→ **Textauszug**
★ ★ ★ ★ ★

Nachrüstung und Sanierung eines Museums in Greiz
Fahrt mit Wissensvorsprung

Der nachgerüstete Aufzug im Oberen Schloss Greiz kann mehr als Personen befördern. Spannend und experimentell zugleich gelang die Koexistenz von Historie und Moderne. Bei der Begegnung im Aufzug erlebt der Museumsgast mit Hilfe modernster Lift-, Licht-und Monitortechnik eine Zeitreise der besonderen Art.

Petra Domke

Zwei Schlösser bestimmen das Stadtbild der kleinen thüringischen, an Salzburg erinnernden Stadt Greiz. Beide sind authentische Beispiele kleinstaatlicher Residenz-architektur und in ihrer bauhistorischen Geschlossenheit als Ensemble einzigartig. Während das Untere Schloss bereits seit Jahren als Museum den Besuchern ein wahrhaft fürstliches Ambiente für Dauer- und Sonderausstellungen bietet, steht das Obere Schloss ab Januar 2010 für Interessierte offen. Aufwendig und liebevoll saniert, komplettiert es das Greizer Museumsangebot.

★ ★ ★ ★ ★

[Einträge zu beschrifteten Rahmen]

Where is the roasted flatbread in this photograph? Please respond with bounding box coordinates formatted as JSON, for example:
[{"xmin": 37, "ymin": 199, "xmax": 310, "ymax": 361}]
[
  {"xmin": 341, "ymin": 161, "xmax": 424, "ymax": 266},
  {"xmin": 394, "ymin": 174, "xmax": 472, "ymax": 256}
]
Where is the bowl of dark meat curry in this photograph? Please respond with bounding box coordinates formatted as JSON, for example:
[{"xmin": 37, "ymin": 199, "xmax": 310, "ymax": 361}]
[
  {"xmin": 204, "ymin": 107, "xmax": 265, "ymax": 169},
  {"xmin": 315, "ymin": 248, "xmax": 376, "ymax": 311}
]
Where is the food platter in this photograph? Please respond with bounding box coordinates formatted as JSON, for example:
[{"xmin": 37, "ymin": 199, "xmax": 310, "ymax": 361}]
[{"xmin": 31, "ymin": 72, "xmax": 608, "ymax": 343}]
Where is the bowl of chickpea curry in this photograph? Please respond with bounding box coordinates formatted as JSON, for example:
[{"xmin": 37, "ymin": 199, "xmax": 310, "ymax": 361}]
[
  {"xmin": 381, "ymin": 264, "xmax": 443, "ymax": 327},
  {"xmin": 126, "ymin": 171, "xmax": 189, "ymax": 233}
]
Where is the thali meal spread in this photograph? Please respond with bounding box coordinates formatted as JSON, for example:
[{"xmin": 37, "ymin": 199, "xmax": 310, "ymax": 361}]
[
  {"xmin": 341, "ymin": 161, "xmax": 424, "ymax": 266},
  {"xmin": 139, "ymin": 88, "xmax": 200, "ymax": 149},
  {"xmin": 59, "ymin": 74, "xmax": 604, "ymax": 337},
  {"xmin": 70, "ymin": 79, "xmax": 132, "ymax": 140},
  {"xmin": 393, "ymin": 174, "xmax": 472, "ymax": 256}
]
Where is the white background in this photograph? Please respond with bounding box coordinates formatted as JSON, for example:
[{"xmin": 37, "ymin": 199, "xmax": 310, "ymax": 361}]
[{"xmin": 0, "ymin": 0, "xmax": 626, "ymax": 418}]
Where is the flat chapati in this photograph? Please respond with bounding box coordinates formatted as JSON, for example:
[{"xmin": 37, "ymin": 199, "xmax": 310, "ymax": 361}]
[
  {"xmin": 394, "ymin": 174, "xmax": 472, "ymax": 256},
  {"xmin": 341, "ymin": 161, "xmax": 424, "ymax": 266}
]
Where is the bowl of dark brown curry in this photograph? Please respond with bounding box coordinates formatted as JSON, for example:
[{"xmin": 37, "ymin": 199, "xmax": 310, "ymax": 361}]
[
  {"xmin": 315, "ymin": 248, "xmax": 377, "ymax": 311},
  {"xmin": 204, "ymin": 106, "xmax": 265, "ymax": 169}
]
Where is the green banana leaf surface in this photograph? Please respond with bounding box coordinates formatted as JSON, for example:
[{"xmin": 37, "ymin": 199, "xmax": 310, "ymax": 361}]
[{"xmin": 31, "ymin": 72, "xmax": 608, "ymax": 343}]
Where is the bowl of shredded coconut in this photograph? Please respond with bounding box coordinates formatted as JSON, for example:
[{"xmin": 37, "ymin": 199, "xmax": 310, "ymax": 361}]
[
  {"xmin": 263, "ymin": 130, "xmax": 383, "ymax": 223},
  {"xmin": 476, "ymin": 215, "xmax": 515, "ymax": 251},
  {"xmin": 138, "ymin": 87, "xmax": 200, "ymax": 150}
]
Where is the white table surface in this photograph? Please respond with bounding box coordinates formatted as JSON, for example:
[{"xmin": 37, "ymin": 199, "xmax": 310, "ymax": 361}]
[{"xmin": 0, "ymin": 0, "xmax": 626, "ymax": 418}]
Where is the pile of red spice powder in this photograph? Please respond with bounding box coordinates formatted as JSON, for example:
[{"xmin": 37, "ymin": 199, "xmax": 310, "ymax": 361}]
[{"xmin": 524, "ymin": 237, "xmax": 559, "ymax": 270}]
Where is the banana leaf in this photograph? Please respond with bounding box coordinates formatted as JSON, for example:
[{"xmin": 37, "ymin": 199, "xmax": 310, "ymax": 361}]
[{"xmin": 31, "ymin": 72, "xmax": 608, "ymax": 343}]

★ ★ ★ ★ ★

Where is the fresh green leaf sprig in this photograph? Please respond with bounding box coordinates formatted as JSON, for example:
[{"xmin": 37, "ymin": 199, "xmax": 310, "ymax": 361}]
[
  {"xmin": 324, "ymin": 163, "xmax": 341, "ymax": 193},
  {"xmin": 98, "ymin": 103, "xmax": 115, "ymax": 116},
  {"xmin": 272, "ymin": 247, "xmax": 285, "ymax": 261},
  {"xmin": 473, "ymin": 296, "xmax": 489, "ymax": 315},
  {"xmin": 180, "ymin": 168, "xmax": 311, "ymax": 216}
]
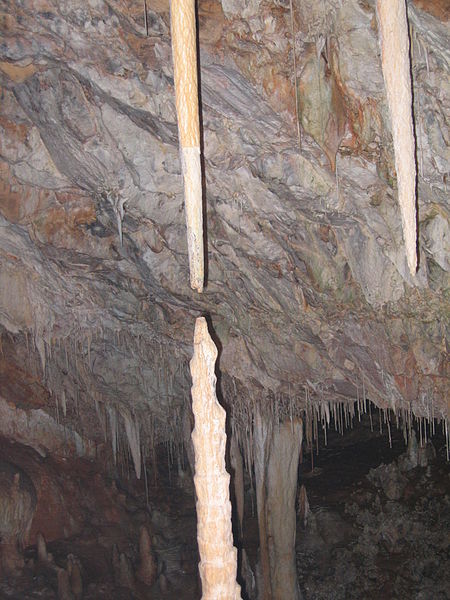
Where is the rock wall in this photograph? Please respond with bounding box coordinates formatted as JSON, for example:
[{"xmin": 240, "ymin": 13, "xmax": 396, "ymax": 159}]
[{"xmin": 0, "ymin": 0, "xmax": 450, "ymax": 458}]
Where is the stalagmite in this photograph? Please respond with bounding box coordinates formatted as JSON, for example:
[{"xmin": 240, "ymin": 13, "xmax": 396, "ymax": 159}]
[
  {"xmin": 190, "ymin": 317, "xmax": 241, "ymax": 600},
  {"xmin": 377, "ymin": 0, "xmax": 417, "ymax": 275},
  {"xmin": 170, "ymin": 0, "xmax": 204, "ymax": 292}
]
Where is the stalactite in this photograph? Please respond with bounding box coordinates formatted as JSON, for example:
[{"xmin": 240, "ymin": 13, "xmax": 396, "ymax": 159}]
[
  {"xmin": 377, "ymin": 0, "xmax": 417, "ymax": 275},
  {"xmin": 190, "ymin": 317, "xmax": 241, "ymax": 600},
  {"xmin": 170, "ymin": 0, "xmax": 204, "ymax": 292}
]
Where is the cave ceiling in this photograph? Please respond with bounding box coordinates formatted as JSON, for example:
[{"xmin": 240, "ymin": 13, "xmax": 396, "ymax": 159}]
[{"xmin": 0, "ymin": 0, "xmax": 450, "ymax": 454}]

★ ★ ★ ★ ★

→ **Arbeitsaufträge**
A – Stimmen diese Aussagen mit dem Textauszug über die Greizer Schlösser überein? (i) Das Untere Schloss dient schon seit Jahren als Museum. (ii) Das Obere Schloss ist bereits seit 2005 für Besucher geöffnet. (iii) Greiz ist eine sächsische Stadt. Beantworte jede mit Ja oder Nein und zitiere die entscheidenden Worte.
B – An welche Stadt erinnert Greiz laut dem Textauszug?
C – Gib einen Teil des Textauszugs wieder, in dem du „Ensemble“ durch „Gesamtanlage“ ersetzt: Beginne bei den Worten „Zwei Schlösser bestimmen“ und höre nach „das Greizer Museumsangebot.“ auf.

→ **Endergebnisse**
A –
(i) Ja – „das Untere Schloss bereits seit Jahren als Museum“
(ii) Nein – „steht das Obere Schloss ab Januar 2010 für Interessierte offen“
(iii) Nein – „der kleinen thüringischen, an Salzburg erinnernden Stadt Greiz“

B – An Salzburg.

C –
Zwei Schlösser bestimmen das Stadtbild der kleinen thüringischen, an Salzburg erinnernden Stadt Greiz. Beide sind authentische Beispiele kleinstaatlicher Residenz-architektur und in ihrer bauhistorischen Geschlossenheit als Gesamtanlage einzigartig. Während das Untere Schloss bereits seit Jahren als Museum den Besuchern ein wahrhaft fürstliches Ambiente für Dauer- und Sonderausstellungen bietet, steht das Obere Schloss ab Januar 2010 für Interessierte offen. Aufwendig und liebevoll saniert, komplettiert es das Greizer Museumsangebot.